* BEGIN Source excerpt *

Let’s Talk About Sex

More specifically, let’s talk about you talking to your kids about sex.

Here are five tips to help you have the best kinds of birds-and-bees conversations…

1. Think journey, not destination.
Gone are the days of having one awkward talk with your newly minted teen. Not only is it way too late to start talking, but it’s far too little. There’s just too much-sacred ground to cover.

One conversation just can’t do it justice. Besides, there are so many layers to the subject that one can only deal superficially with younger kids, and then progressively, discuss at greater depths – in more detail and with more nuance as they get older.

2. Keep it natural.
Ideally, most of these convos should be unplanned. Let your kid take the lead… when they ask about something (perhaps about a body part, a word they heard, or how babies are made), don’t shy away from answering them honestly.

Yet at the same time, it’s best to refrain from unpacking more than they asked… you don’t want to overwhelm them! Try to keep these chats non-intense.

Eye contact can make it a little uncomfortable, so have the chat while you’re cooking in the kitchen, or both doing something side by side, or on your way somewhere in the car.

3. Keep it shame-free.
Many of us grew up feeling that our sexuality was something dirty or sordid. Sometimes it was because of something our parents said when we were still kids. Or maybe it was something they didn’t say – taboo communicates more shame than we realize.

* END Source excerpt *

§ Aim 1:
Rewrite the paragraph in the source excerpt that begins "Ideally, most of these convos" more briefly, keeping its main facts.

* BEGIN Task input *

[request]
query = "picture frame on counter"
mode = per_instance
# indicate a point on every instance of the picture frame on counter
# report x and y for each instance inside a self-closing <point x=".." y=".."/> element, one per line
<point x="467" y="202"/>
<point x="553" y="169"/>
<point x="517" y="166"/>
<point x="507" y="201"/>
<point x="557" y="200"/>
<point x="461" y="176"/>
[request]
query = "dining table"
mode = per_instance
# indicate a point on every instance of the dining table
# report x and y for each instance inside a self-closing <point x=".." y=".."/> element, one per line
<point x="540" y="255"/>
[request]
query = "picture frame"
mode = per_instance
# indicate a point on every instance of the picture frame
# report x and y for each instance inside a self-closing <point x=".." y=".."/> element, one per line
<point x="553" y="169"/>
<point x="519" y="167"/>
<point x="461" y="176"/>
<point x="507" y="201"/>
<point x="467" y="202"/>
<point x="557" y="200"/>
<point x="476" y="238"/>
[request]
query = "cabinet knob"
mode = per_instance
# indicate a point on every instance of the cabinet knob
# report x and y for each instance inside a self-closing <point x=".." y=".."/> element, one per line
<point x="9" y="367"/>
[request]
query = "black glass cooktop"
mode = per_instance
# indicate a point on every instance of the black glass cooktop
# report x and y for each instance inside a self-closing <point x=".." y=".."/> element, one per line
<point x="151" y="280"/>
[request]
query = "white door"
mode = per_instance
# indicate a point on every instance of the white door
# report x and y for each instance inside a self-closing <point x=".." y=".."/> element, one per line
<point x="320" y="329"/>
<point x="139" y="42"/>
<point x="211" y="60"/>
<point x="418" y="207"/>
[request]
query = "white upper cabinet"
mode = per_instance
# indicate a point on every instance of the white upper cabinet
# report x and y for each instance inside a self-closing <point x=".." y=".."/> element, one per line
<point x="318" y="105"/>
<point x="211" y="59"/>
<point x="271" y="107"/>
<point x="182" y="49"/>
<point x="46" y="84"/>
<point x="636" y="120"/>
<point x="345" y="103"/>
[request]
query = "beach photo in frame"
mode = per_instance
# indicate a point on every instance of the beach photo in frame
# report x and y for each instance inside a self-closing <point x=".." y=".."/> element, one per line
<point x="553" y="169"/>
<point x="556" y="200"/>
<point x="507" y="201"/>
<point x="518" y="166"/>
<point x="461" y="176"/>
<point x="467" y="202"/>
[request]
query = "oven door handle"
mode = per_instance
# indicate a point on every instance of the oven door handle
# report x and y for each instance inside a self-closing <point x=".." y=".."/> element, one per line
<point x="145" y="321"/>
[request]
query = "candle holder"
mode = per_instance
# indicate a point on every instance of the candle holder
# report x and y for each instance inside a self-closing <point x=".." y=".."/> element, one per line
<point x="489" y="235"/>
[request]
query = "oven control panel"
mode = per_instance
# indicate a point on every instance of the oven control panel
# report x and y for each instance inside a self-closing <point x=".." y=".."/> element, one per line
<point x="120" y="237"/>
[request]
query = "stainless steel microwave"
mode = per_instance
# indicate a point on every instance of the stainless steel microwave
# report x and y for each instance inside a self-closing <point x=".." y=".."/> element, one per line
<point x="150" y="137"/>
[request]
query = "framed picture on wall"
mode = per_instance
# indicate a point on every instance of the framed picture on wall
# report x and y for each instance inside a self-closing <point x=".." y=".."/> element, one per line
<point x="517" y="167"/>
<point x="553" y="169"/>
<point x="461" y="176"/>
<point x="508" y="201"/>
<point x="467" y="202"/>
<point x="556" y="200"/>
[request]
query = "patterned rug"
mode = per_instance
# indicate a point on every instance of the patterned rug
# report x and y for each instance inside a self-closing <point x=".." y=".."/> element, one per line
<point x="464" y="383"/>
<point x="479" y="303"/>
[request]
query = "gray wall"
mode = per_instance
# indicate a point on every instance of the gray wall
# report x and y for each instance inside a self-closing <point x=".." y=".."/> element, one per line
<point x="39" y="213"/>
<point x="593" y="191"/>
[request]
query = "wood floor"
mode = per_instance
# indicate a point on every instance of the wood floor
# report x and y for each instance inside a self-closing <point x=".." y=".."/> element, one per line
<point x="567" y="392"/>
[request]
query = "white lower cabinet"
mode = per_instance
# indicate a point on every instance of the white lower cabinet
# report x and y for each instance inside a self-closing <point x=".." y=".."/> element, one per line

* END Task input *

§ Aim 2:
How many lines of the records contain the string "gray"? Case counts. Reply with the number only.

§ Written solution 1:
Most of these talks should happen unplanned, with the child taking the lead. When they ask about something, like a body part, a word they heard, or how babies are made, answer them honestly.

§ Written solution 2:
2